## BEGIN

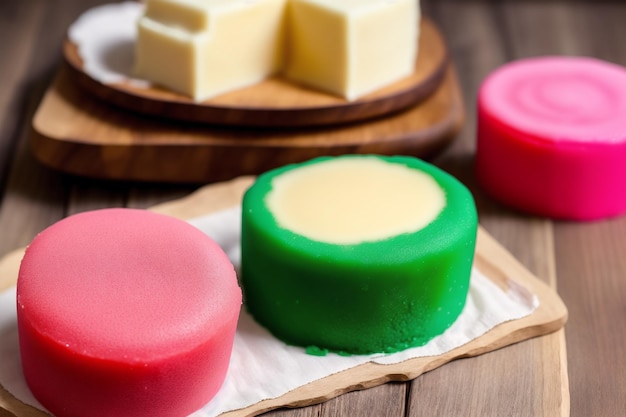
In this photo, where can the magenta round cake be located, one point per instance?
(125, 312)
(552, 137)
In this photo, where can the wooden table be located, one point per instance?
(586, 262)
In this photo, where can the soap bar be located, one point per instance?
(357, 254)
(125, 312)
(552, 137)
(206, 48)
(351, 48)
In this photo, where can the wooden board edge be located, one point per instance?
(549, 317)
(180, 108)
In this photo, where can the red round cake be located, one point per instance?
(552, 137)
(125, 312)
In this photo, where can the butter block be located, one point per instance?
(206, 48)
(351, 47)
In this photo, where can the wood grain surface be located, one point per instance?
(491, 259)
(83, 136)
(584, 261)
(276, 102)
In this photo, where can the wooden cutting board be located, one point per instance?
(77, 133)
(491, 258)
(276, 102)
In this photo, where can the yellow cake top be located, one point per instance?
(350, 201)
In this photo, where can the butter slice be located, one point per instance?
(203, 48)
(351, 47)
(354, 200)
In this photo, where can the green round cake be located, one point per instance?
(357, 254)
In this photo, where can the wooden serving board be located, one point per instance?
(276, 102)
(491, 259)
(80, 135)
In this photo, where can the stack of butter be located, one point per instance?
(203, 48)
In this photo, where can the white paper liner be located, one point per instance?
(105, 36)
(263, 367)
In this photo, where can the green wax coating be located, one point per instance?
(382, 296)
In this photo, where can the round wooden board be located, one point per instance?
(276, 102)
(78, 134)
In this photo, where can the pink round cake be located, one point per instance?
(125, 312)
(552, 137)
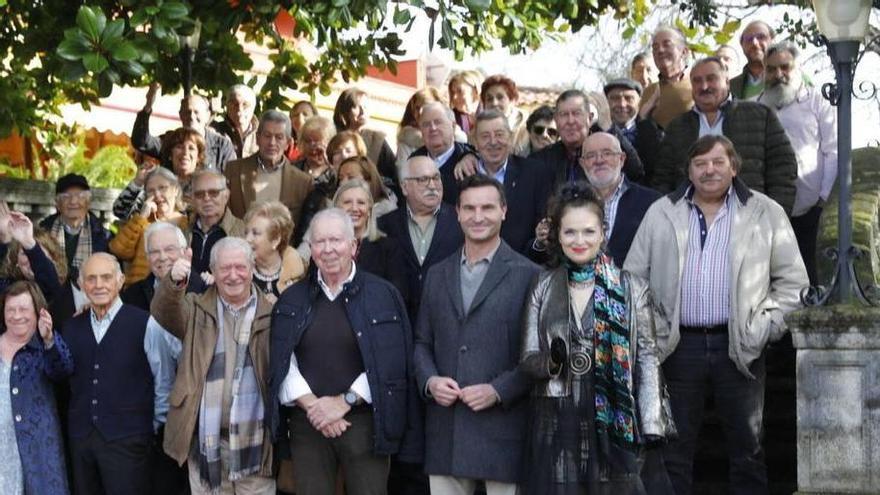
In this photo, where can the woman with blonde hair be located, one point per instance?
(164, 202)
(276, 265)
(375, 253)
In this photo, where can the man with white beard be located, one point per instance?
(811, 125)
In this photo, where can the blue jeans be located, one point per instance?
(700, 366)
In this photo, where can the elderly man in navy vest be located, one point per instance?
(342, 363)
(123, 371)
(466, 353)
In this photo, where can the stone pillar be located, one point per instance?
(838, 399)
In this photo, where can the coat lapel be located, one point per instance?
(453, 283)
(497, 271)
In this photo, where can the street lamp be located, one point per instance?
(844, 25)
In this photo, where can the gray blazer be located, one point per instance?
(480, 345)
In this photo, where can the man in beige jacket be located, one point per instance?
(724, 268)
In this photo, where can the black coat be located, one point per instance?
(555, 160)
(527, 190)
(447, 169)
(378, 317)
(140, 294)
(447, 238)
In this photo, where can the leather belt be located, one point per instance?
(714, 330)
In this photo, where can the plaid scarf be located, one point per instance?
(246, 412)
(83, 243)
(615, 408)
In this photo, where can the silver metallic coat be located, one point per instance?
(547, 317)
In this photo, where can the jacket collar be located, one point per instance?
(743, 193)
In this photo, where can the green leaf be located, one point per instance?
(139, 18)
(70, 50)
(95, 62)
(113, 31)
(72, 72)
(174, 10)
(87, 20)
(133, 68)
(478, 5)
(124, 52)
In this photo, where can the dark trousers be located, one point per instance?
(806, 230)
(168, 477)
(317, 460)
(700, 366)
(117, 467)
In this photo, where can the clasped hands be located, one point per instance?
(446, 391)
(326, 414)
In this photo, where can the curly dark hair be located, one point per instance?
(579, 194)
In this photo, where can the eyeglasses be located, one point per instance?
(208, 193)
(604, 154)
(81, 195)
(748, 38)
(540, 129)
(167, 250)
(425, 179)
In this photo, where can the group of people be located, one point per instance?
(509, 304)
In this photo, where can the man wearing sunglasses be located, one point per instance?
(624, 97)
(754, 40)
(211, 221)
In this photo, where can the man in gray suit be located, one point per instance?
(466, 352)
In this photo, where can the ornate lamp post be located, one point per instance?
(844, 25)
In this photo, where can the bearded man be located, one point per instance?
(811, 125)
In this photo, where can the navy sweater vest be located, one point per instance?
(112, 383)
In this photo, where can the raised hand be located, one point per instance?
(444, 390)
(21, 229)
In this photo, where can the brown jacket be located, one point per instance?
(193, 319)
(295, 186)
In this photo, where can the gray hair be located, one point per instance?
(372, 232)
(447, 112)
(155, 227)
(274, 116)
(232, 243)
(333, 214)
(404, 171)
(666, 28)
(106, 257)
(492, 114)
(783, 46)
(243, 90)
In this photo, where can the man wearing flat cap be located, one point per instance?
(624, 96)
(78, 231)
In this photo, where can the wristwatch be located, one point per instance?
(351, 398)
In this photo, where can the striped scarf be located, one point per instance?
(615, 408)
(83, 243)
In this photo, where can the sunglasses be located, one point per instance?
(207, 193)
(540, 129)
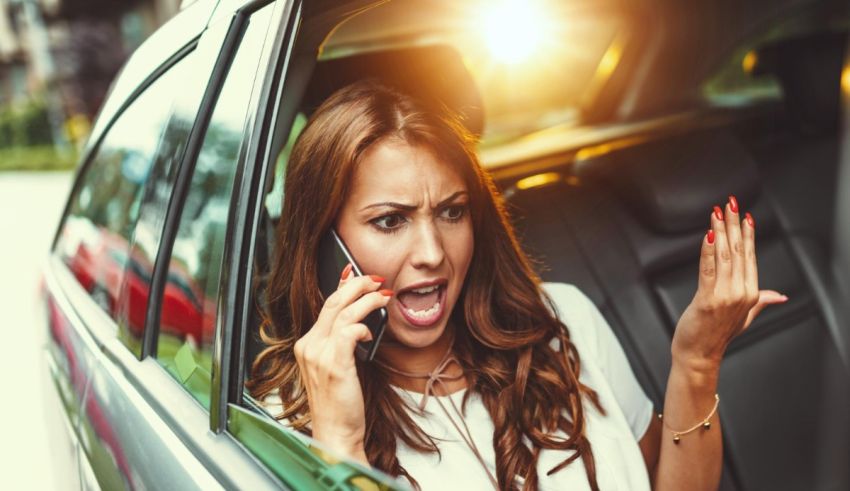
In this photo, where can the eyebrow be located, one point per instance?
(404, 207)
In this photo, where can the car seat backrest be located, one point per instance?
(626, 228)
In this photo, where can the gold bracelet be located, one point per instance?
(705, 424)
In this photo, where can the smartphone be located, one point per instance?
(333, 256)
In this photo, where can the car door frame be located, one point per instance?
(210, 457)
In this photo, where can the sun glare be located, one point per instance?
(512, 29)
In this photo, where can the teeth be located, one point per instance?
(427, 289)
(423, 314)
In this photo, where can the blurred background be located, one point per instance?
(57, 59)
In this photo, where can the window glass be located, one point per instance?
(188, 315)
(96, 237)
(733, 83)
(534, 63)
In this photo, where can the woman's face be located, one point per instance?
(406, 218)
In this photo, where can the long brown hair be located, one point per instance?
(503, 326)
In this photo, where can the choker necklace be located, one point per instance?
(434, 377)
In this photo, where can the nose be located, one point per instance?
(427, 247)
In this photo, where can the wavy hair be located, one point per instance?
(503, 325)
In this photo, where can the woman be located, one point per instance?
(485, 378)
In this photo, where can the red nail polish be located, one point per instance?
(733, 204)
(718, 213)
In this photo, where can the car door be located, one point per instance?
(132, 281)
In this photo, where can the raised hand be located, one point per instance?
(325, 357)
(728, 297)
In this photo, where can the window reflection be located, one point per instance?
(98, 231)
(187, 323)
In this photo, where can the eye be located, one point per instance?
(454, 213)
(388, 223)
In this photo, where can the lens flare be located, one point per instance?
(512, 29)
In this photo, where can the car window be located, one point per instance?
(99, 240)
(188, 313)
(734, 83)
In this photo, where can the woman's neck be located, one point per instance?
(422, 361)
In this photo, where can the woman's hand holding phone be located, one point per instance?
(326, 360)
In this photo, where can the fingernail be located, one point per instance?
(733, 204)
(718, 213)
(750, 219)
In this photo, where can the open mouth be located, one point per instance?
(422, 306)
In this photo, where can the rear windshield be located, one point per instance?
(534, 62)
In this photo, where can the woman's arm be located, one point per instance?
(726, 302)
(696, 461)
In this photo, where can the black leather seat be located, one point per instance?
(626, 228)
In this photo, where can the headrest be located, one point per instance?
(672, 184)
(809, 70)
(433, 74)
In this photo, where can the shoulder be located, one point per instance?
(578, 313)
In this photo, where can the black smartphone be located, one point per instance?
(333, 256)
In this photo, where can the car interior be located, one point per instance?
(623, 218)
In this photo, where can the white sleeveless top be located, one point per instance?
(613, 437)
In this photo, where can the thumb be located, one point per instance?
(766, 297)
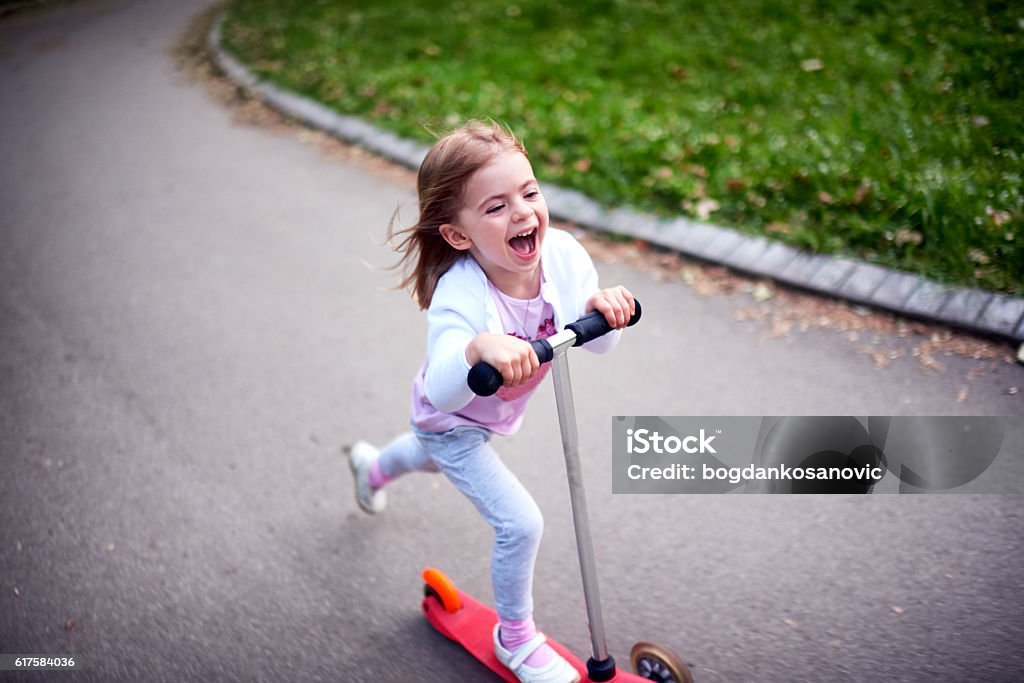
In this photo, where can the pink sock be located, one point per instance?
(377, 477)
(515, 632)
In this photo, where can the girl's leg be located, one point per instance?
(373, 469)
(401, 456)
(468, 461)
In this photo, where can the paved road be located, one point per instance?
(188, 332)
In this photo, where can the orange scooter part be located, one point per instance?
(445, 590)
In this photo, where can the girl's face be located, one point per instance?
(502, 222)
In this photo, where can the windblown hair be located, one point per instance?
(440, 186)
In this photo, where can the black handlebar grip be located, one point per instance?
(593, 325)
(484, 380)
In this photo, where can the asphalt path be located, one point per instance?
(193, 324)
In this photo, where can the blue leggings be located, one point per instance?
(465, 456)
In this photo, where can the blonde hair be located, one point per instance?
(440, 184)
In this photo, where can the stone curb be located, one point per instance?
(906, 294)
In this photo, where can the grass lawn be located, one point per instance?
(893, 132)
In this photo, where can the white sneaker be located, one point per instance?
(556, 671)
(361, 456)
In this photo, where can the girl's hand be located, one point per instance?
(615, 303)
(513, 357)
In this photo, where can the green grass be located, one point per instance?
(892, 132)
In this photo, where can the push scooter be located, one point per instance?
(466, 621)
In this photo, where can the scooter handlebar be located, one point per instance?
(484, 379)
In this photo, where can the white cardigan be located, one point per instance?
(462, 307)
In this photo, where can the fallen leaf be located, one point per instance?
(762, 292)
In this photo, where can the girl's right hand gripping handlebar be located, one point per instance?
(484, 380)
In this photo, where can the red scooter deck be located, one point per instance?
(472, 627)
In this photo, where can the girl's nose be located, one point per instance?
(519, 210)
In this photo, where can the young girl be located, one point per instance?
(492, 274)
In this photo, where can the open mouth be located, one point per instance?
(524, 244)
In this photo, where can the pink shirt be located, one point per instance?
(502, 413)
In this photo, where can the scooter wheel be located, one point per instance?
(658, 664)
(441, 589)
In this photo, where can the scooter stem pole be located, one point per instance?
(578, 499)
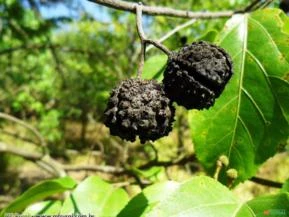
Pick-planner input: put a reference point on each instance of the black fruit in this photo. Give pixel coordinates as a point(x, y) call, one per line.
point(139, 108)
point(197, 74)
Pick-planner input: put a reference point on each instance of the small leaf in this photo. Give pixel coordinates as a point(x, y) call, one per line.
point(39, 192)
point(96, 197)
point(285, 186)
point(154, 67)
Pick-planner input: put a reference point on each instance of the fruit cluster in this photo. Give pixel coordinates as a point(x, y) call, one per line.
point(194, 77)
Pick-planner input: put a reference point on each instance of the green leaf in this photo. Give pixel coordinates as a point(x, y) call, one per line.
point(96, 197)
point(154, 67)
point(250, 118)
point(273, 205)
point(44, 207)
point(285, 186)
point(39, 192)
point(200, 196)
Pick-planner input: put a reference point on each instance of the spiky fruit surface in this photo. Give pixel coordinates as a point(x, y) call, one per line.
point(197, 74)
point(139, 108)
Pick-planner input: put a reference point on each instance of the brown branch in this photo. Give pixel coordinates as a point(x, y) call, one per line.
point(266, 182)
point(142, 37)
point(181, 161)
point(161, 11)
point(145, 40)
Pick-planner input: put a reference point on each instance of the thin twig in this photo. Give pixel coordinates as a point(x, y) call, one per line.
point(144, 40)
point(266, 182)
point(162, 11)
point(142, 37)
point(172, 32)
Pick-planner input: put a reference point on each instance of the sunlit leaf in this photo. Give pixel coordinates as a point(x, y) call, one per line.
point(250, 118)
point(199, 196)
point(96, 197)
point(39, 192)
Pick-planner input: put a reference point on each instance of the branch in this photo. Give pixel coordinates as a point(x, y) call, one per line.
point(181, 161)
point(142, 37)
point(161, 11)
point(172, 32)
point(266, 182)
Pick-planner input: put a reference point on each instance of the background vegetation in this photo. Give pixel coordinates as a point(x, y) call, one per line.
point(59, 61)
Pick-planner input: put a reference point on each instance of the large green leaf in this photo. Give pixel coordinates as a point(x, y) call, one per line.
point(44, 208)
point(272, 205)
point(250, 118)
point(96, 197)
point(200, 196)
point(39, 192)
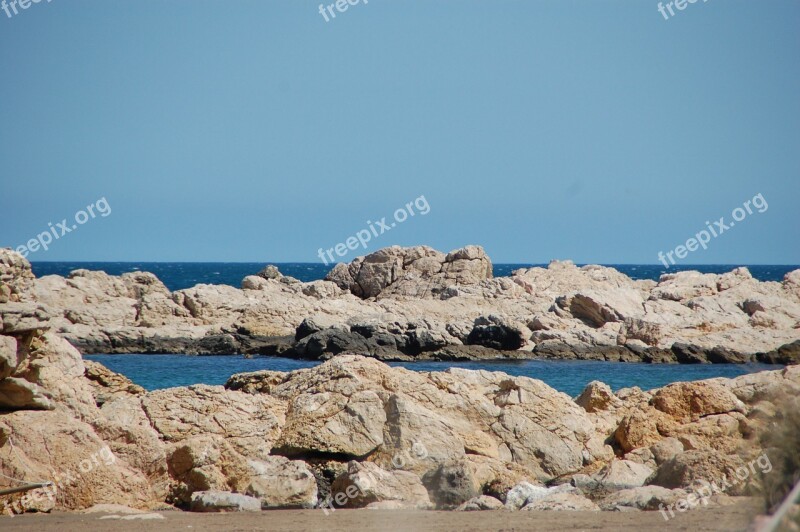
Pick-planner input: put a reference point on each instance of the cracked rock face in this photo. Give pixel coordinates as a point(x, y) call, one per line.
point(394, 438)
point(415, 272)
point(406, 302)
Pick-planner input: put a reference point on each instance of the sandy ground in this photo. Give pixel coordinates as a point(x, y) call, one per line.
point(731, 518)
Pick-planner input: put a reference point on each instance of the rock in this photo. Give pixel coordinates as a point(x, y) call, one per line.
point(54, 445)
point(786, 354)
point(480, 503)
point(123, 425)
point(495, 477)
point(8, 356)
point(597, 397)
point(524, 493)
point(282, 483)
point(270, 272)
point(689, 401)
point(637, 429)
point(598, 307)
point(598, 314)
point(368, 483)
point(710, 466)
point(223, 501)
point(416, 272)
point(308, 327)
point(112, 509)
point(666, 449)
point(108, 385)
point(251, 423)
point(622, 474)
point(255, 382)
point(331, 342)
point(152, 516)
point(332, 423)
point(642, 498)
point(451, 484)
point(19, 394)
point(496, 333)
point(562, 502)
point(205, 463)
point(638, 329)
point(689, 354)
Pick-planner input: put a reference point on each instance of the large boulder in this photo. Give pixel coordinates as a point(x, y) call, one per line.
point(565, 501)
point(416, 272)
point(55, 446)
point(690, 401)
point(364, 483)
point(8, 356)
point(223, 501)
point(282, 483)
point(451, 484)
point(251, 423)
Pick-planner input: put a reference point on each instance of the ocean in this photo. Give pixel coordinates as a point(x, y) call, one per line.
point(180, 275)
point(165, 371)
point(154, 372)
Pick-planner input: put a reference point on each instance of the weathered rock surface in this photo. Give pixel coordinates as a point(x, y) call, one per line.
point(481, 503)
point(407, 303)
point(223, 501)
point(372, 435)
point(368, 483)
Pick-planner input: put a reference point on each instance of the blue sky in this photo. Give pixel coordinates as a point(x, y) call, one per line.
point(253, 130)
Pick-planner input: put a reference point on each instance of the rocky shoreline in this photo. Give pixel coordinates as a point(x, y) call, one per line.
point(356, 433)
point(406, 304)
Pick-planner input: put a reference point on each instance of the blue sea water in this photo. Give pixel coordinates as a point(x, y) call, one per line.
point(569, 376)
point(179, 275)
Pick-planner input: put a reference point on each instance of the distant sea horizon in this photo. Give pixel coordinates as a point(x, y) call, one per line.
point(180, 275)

## END

-- Problem to solve --
Rewrite the lines of the listing starting at the line containing "of the thin" and ending at the line containing "point(689, 354)", substituting "marker" for every "reference point" and leaving everything else unchanged. Omit the pictures from your answer.

-- Response to this exercise --
Pick-planner input: put a marker on each instance of the thin twig in this photo. Give pixel coordinates as a point(x, y) call, one per line.
point(144, 40)
point(266, 182)
point(162, 11)
point(142, 37)
point(172, 32)
Pick-planner input: put a marker on each instance of the sunlit leaf in this photo. Give pixel coordinates as a point(x, y) call, one per line.
point(250, 118)
point(199, 196)
point(96, 197)
point(39, 192)
Pick-planner input: put a marker on each instance of the branch in this photo. Give pixel coordinates as a point(x, y) call, one per line.
point(181, 161)
point(142, 37)
point(161, 11)
point(172, 32)
point(266, 182)
Pick-planner input: put a marker on each instance of the background vegetation in this photo. Give pixel coordinates as a point(x, y) call, one per line.
point(59, 61)
Pick-planner input: put a marker on each instance of the large green leaf in this photo. Give pixel coordinates as a point(x, y) call, one per line.
point(44, 208)
point(272, 205)
point(250, 118)
point(96, 197)
point(200, 196)
point(39, 192)
Pick-planner input: put a marker on each instance of the cracked rock face in this photo. Give pixel coordinates as a point(x, y) call, one per line.
point(394, 438)
point(415, 272)
point(406, 302)
Pick-planner input: put a marker on each instance of the sandy ground in this photo. Give pixel coordinates as a point(x, y) call, one per line.
point(731, 518)
Pick-planner input: put a marker on each instance of the rock in this photo. Give pixel coordinates as a point(x, y) call, one per line.
point(54, 445)
point(786, 354)
point(480, 503)
point(123, 425)
point(495, 477)
point(8, 356)
point(597, 397)
point(524, 493)
point(282, 483)
point(270, 272)
point(689, 401)
point(637, 429)
point(598, 307)
point(598, 314)
point(368, 483)
point(710, 466)
point(223, 501)
point(416, 272)
point(308, 327)
point(112, 509)
point(666, 449)
point(108, 385)
point(251, 423)
point(622, 474)
point(255, 382)
point(331, 342)
point(152, 516)
point(332, 423)
point(642, 498)
point(451, 484)
point(19, 394)
point(496, 333)
point(562, 502)
point(205, 463)
point(638, 329)
point(689, 354)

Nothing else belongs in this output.